Locate the line that contains "Pin every instance of the orange breast." in the data that follows. Copy it and every subsequent line to the end, exactly, excluding pictures.
begin Record excerpts
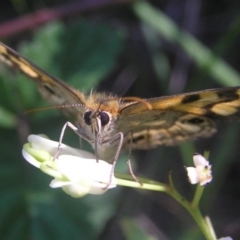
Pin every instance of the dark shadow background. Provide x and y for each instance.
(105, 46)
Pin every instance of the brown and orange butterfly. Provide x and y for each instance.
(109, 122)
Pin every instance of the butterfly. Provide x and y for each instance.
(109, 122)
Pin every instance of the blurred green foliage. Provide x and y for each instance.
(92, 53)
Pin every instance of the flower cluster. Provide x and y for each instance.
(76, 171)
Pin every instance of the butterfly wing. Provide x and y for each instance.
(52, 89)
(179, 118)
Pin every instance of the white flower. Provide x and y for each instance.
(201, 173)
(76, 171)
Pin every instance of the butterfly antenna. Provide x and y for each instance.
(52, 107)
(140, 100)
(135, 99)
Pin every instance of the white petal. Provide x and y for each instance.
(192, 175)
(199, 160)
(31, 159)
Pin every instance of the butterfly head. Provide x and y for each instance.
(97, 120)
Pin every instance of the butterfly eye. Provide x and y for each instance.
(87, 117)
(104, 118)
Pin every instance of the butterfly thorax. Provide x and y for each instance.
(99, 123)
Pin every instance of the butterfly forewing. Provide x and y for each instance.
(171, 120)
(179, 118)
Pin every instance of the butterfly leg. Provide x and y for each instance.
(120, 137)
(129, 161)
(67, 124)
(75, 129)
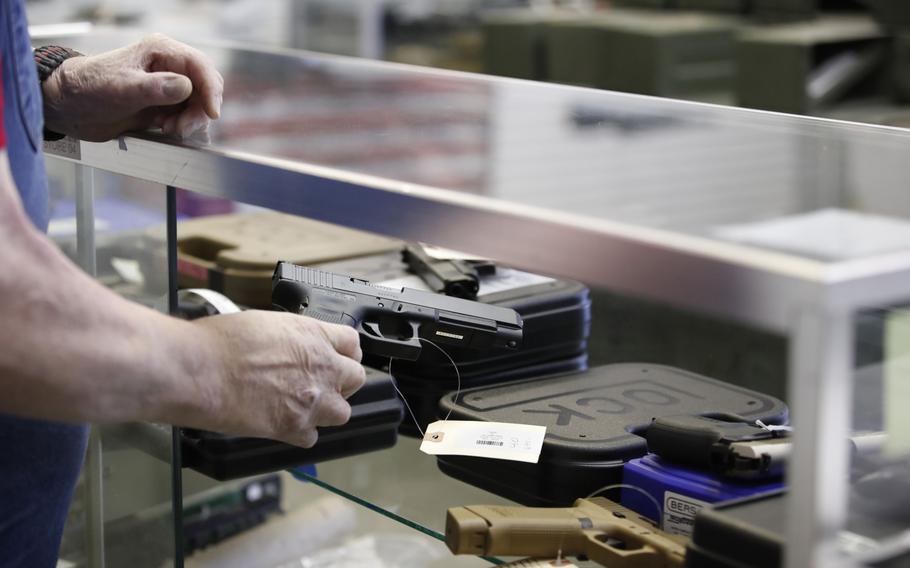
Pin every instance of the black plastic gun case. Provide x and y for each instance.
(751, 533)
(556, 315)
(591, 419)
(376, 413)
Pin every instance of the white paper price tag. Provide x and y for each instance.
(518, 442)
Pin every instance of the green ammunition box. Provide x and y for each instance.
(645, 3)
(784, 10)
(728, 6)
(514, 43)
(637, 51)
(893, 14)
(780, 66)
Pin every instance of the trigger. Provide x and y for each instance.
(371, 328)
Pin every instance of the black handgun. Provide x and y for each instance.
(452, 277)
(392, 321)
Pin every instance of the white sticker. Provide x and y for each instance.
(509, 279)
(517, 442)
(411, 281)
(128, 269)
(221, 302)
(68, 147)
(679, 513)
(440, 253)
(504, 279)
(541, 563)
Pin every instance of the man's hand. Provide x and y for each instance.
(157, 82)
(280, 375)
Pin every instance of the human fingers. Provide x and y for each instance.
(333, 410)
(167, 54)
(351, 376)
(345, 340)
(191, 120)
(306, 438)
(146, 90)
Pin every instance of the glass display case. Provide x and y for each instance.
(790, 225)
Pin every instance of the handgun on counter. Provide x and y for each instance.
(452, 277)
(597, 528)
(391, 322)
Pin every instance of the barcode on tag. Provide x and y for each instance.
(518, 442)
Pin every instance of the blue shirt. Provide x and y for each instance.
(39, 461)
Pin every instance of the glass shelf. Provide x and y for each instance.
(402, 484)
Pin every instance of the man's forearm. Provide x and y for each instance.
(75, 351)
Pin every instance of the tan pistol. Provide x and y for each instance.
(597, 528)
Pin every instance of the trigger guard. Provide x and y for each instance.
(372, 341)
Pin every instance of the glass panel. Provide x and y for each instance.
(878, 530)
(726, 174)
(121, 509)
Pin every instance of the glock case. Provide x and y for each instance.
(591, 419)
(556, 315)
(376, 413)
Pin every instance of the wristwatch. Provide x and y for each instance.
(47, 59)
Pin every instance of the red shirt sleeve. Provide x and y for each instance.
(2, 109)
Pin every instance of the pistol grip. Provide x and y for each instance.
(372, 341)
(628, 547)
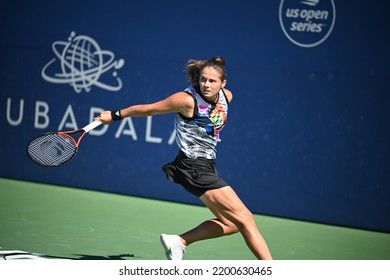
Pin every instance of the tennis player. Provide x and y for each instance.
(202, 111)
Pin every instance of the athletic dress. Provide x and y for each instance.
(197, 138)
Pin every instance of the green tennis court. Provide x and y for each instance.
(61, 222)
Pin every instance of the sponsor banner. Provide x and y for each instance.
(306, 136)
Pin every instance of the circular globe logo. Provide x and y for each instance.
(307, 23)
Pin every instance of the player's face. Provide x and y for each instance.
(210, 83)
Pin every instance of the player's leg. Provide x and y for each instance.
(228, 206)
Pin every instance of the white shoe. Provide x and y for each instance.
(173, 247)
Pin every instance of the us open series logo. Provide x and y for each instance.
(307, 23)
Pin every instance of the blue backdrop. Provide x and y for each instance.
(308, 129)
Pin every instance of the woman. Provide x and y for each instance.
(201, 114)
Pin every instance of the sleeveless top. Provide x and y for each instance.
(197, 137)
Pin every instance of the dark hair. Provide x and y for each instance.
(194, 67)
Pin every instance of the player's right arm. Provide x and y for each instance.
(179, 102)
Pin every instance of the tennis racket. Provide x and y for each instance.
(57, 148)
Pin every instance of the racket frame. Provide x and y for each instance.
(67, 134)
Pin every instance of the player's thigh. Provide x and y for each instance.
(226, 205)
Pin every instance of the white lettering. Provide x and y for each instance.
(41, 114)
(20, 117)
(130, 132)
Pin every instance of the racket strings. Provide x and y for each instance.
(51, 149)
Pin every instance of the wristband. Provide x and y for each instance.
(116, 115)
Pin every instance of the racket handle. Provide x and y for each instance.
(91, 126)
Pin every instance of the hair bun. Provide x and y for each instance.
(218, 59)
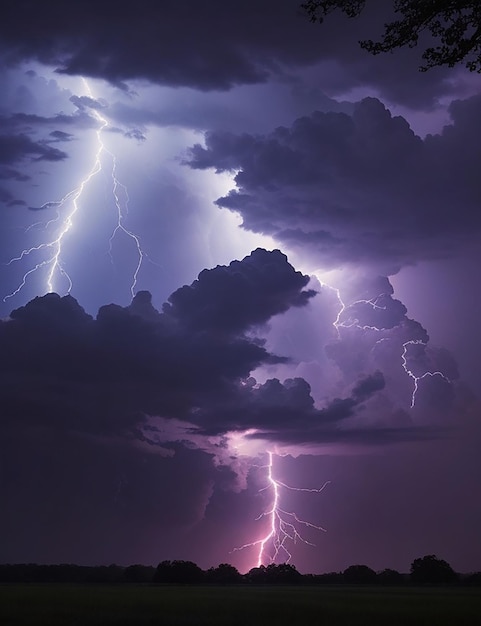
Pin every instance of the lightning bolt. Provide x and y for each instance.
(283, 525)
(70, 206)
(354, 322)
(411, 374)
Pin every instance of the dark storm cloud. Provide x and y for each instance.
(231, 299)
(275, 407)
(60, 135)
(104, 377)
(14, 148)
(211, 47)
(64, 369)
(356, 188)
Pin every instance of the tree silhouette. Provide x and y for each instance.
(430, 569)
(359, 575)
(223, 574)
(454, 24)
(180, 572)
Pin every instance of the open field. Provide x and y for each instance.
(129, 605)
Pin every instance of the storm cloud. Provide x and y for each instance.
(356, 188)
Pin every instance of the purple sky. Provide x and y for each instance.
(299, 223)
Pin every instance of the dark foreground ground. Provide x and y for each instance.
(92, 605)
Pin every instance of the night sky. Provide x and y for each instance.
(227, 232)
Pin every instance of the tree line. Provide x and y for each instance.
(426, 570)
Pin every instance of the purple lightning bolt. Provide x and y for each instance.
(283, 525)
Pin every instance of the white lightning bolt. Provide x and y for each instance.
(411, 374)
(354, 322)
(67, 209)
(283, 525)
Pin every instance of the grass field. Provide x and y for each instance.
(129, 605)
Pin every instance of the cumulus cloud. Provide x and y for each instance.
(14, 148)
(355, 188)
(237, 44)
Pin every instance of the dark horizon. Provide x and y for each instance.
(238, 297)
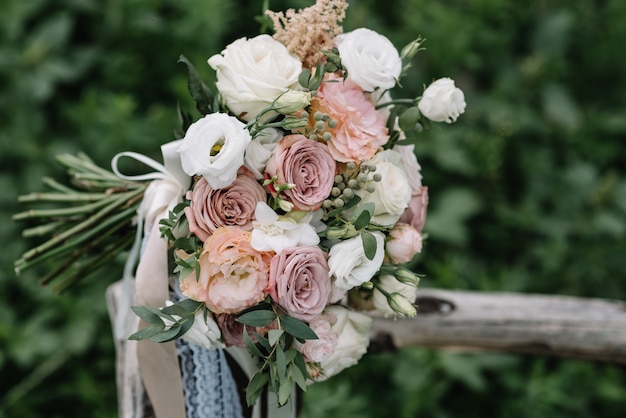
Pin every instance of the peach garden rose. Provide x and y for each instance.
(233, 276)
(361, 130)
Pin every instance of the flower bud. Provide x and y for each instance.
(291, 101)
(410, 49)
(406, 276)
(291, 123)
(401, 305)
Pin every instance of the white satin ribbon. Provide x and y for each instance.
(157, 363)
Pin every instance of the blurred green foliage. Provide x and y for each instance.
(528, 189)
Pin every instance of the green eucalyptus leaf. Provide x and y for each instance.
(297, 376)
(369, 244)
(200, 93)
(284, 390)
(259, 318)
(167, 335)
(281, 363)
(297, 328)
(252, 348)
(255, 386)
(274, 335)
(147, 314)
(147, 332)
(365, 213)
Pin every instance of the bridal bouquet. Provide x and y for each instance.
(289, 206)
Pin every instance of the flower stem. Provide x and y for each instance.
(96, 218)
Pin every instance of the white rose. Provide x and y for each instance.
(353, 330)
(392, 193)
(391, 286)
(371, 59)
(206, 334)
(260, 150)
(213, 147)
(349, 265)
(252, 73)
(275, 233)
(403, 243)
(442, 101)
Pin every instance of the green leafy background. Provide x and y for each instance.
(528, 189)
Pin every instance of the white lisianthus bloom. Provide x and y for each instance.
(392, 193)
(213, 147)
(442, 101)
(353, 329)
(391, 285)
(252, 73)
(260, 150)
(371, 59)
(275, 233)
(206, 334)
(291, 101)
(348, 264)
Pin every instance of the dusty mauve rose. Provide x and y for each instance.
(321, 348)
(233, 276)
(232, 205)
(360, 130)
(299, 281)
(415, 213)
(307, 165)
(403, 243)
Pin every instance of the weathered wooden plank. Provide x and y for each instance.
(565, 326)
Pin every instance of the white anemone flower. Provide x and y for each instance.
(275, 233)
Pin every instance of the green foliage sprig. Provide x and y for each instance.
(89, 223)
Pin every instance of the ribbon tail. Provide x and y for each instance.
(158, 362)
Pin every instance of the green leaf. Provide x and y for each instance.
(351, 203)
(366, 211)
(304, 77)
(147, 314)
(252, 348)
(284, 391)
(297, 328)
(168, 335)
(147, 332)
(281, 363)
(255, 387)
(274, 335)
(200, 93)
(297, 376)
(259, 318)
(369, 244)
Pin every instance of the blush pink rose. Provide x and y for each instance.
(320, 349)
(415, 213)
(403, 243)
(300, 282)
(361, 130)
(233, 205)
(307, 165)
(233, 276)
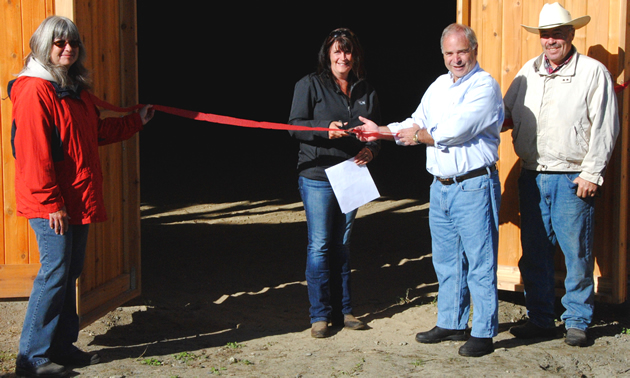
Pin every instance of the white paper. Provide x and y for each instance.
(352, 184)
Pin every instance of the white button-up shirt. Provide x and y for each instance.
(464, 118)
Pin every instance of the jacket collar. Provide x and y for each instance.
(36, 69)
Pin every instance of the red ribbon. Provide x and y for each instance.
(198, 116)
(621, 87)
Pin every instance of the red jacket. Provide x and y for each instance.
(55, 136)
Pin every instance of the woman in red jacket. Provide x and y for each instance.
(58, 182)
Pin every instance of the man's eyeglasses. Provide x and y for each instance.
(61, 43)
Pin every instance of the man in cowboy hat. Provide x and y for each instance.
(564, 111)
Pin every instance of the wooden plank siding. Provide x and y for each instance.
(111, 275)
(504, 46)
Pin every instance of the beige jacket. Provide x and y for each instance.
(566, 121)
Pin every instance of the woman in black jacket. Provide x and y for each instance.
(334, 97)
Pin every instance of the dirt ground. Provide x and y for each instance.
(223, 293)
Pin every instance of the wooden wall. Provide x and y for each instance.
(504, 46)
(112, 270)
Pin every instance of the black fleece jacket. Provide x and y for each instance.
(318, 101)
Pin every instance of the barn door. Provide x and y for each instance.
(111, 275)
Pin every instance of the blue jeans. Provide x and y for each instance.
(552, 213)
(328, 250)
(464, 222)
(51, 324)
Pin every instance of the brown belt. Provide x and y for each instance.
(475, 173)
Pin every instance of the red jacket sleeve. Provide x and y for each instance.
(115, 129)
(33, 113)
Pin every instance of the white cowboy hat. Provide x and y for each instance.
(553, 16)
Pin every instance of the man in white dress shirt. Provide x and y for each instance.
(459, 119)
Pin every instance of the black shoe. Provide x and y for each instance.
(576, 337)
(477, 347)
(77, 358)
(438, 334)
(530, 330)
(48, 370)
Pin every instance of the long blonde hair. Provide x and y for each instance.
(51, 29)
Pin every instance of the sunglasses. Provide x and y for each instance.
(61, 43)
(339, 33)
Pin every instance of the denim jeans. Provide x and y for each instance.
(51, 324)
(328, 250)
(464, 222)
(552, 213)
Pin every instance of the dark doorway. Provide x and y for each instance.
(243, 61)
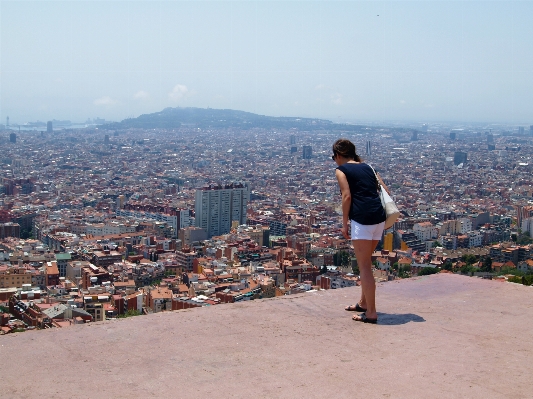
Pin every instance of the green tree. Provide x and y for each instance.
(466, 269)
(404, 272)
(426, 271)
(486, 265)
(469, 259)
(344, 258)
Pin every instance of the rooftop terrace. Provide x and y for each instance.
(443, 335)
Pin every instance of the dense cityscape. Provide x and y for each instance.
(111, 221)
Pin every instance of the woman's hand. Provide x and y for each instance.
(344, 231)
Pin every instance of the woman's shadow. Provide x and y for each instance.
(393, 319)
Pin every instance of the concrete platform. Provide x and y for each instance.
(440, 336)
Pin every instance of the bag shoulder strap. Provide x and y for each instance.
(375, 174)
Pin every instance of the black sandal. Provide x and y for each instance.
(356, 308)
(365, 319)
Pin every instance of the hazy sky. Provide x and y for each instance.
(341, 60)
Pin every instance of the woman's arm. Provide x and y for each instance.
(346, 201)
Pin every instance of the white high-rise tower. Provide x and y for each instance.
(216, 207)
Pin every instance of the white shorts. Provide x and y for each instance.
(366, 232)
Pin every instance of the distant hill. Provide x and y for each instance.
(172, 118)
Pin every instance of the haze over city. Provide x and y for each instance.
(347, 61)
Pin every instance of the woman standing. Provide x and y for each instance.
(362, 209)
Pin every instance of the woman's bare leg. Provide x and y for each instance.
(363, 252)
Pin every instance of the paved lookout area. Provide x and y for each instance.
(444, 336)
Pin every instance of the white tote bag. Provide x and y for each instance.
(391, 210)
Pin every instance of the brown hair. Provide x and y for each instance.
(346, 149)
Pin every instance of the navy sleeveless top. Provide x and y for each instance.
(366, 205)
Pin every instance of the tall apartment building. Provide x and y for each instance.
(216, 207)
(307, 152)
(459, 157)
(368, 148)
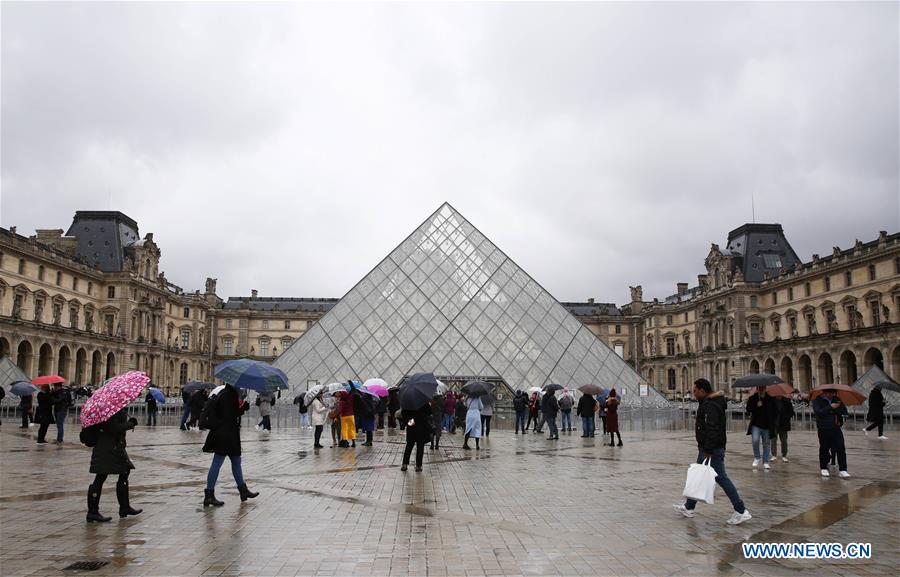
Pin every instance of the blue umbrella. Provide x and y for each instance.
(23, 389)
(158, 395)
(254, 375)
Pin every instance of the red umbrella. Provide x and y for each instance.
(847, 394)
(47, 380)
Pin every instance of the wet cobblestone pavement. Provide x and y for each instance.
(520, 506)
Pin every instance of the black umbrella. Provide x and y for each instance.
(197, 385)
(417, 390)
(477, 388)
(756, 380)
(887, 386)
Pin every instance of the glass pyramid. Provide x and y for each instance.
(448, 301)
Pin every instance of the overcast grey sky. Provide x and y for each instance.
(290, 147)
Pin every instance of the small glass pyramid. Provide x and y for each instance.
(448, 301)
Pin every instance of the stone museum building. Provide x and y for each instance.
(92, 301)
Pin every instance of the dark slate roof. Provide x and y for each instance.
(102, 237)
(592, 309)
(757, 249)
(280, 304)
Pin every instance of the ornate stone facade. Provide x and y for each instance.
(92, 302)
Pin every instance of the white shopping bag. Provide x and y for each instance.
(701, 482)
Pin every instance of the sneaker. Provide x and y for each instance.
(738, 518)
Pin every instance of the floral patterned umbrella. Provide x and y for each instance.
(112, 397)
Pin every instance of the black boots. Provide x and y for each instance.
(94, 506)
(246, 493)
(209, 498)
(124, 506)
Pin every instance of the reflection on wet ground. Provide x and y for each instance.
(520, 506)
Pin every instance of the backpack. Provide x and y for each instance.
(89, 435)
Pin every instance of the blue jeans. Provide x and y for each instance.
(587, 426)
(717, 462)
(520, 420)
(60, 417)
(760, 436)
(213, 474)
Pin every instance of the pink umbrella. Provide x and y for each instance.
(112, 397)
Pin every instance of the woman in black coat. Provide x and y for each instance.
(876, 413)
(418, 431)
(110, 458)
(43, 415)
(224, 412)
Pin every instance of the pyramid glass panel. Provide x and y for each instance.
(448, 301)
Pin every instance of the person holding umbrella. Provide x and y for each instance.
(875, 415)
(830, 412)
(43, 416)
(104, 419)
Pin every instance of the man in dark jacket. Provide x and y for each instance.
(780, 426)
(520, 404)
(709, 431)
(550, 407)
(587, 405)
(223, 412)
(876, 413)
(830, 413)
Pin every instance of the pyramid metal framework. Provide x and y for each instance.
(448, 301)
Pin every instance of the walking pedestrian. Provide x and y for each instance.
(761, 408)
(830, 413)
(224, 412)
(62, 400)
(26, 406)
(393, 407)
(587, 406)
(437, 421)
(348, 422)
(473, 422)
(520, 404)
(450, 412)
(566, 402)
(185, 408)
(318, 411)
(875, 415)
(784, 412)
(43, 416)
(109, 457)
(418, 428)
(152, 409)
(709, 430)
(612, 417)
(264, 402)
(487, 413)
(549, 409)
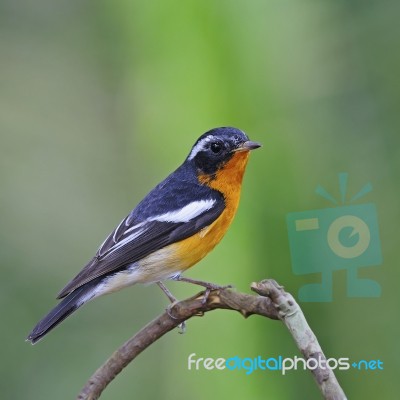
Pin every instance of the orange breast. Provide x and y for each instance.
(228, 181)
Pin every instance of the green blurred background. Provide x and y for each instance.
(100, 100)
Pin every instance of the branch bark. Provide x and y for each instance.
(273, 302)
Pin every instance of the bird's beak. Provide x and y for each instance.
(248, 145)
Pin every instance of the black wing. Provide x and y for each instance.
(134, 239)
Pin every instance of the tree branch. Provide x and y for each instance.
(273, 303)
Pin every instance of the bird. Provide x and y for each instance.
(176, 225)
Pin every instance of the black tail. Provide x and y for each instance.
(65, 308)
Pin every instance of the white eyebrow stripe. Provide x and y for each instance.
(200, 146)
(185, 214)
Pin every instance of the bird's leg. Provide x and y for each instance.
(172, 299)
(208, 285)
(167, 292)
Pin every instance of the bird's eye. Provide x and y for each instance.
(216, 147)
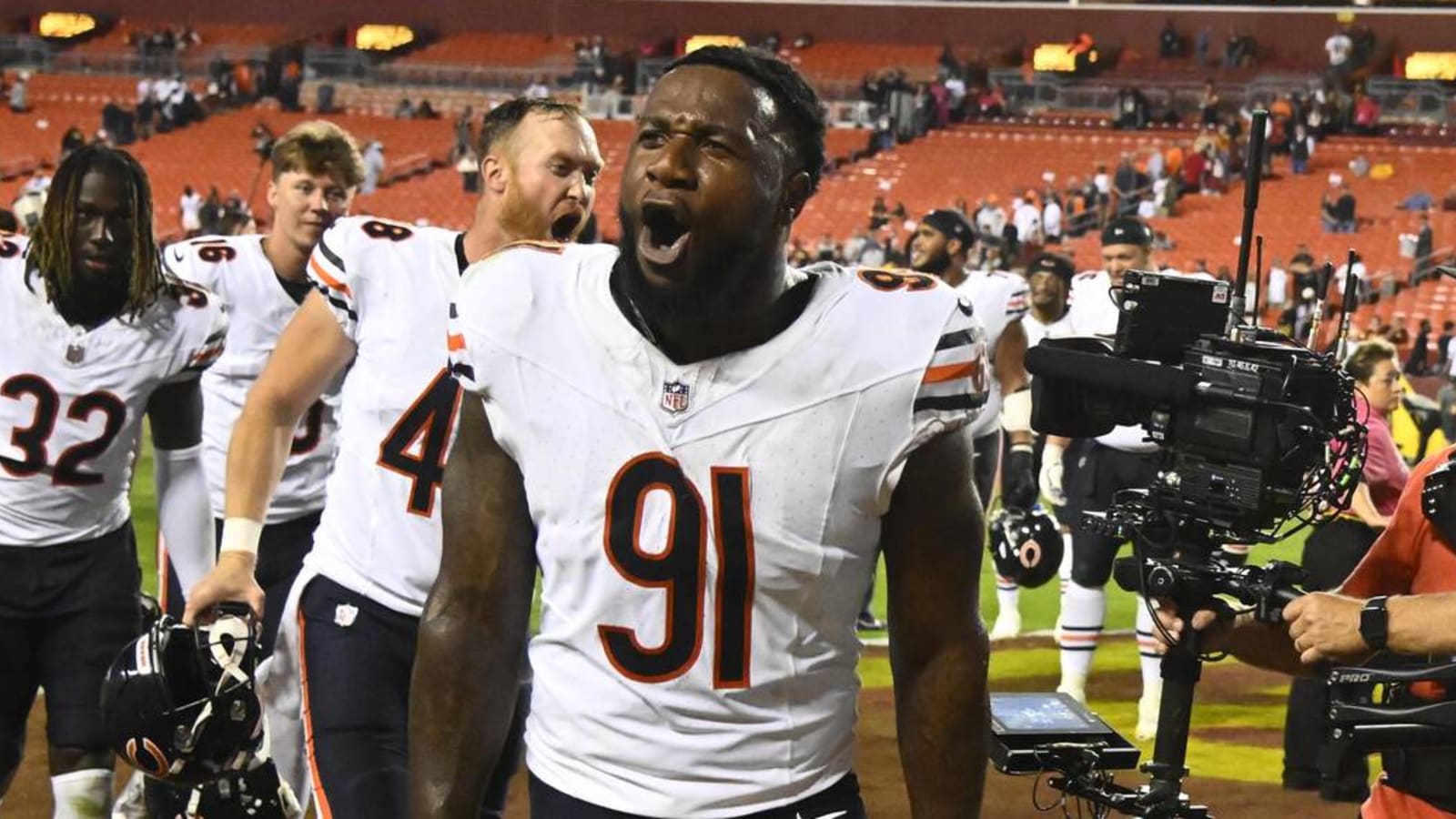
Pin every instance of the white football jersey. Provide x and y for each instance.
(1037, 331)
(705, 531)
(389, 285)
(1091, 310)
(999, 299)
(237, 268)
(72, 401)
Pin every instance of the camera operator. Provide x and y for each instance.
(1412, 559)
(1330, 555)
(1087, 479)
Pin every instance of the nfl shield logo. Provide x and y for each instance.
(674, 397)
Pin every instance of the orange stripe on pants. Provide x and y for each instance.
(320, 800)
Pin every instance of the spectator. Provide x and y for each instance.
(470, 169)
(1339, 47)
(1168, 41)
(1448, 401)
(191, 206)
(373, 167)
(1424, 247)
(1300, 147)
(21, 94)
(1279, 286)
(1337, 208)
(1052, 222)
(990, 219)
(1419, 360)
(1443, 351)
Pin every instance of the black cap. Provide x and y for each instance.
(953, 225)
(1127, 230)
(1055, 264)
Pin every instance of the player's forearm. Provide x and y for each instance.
end Record excerpts
=== Result for this task ===
Pin every instance of the orange breast. Provide x and y for each instance.
(228, 181)
Pin every instance of the green blurred background. Provide x and y for each instance.
(100, 100)
Pin every instance of the branch bark. Provide x and y for each instance.
(273, 302)
Pin every instance of the bird's beak. Provide x and y for each instance.
(248, 145)
Pin every instance of the black wing. Provide x and y for each instance.
(134, 239)
Pin every instance of the tree branch. Provide x and y for each instance.
(273, 303)
Pin every instance of the bird. Provide x and y for each instance.
(176, 225)
Pin every instance of the black tail. Provide x and y for each instance.
(65, 308)
Pin every instance of the white eyebrow stripe. Provide x and y for each instance.
(200, 146)
(185, 214)
Pin every instance of the bird's leg. Provide x and y for each instance.
(172, 299)
(208, 285)
(167, 292)
Pin every instance of the bird's eye. Provide x and y for each instance.
(216, 147)
Pin every instance of the white football jersey. Provide x and y for each instance.
(1037, 331)
(705, 531)
(389, 285)
(1091, 310)
(999, 299)
(237, 268)
(72, 401)
Pin every instance of the camera operator. Provide x and y for each instance.
(1412, 559)
(1330, 555)
(1087, 479)
Pin every instance of the nfl shield logo. Provide x and y for each instance.
(674, 397)
Pin every instance of the orange stripe on pants. Provide x and y for each instance.
(320, 800)
Pin every instance of the spectator. Provide x and y for each instance.
(470, 169)
(1339, 47)
(1168, 41)
(1448, 401)
(191, 206)
(373, 167)
(1424, 247)
(1300, 147)
(21, 94)
(1279, 286)
(1337, 208)
(1052, 222)
(990, 219)
(1419, 360)
(1443, 351)
Pin every instance of the black cap. Provide x and y for each instance.
(953, 225)
(1127, 230)
(1055, 264)
Pin every instance of the player's forearm. Provide x and y for each instance.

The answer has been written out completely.